Work instructions: Please list every type of material that the SMARTech article below names in its opening sentence as something faculty, staff and students can store on the library's servers.

Quoted text:
==================================================
The Scholarly Materials And Research at Georgia Tech (SMARTech) system allows faculty, staff and students to store a wide spectrum of useful data -- including dissertations, theses, research papers, databases, large data sets and digital learning objects - on the library's servers.

"What we're seeing is that a lot of this kind of information is being left behind in the wake of the information revolution," Digital Initiatives Manager Catherine Jannik said.

"In lots of cases, important files or data sets are being left on computers unattended or, worse yet, they're sometimes forgotten," she said. "Many of these are valuable files, and they are increasingly lost in the electronic paper shuffle."

Jannik, who's leading the charge to collect faculty and student submissions for SMARTech, said that useful documents such as annual reports, newsletters and classroom presentations are vulnerable to loss if not archived properly.

"Materials in the digital format are quickly produced and easy to lose, and we have to take immediate measures to include and save them," said Tyler Walters, associate director for digital and technical services at the Georgia Tech Library.

SMARTech seeks to corral important files and reduce the loss of data. It also seeks to aid faculty, staff and students in their collaborative research efforts

"First of all, SMARTech is an institutional repository for digital files. We'd like to include anything that's important and something that we'd want to hold on to for the long term," Jannik said. "But it's important to note that SMARTech completely supports the multidisciplinary nature of this campus. It puts all the information in one place so that you can access and search through the Institute's intellectual capital."

What's more, it's also an invaluable tool for increasing Tech's visibility.

"This is free and open to the world, and it's a way to create a permanent record for your digital work," Jannik said. "It gives non-Georgia Tech researchers access through one portal to our intellectual output in a digital format. This isn't collected all in one place right now, and it just disappears whenever a server dies or a system is taken out of commission."

Walters said that SMARTech also might allow faculty and students to note how many people have read or reviewed their work online.

"For example, we want to track file downloads and where the hits to SMARTech are coming from," Walters said. "For authors of research papers and the like, this is an excellent place to help them get their work out there."

SMARTech allows users to create individual profiles for sifting data. This allows them to tailor the system's interface for their own preferences, and they can set it up to send e-mail alerts when there are updates to the collection.

The system's search function also allows users to browse SMARTech according to its collections, publication authors, document titles and dates. Users also can establish SMARTech work groups for different institutional repositories, then subscribe to individual collections or record sets for updates or changes.

The addition of SMARTech is part of the library's on-going effort to place itself at the forefront of information-content delivery and technology, thus enhancing and enriching the Institute's overall learning, teaching, training and research environment.

The SMARTech system is based on a popular software package designed by the Massachusetts Institute of Technology called DSpace. But Tech takes that digital archive concept one step farther than MIT.

"I think one of the big differences in our collection-building strategy is that we are collecting retrospective materials and library staff is submitting them," she said. "We'll put in your retrospective collections, then teach you how to submit your new data as you produce it, rather than waiting for folks to submit materials for the system themselves."
==================================================
Dataset extract:
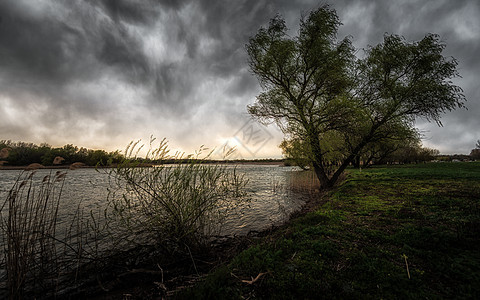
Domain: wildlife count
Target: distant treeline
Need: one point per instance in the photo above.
(22, 154)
==================================================
Solution to this problem:
- Dissertations
- Theses
- Research papers
- Databases
- Large data sets
- Digital learning objects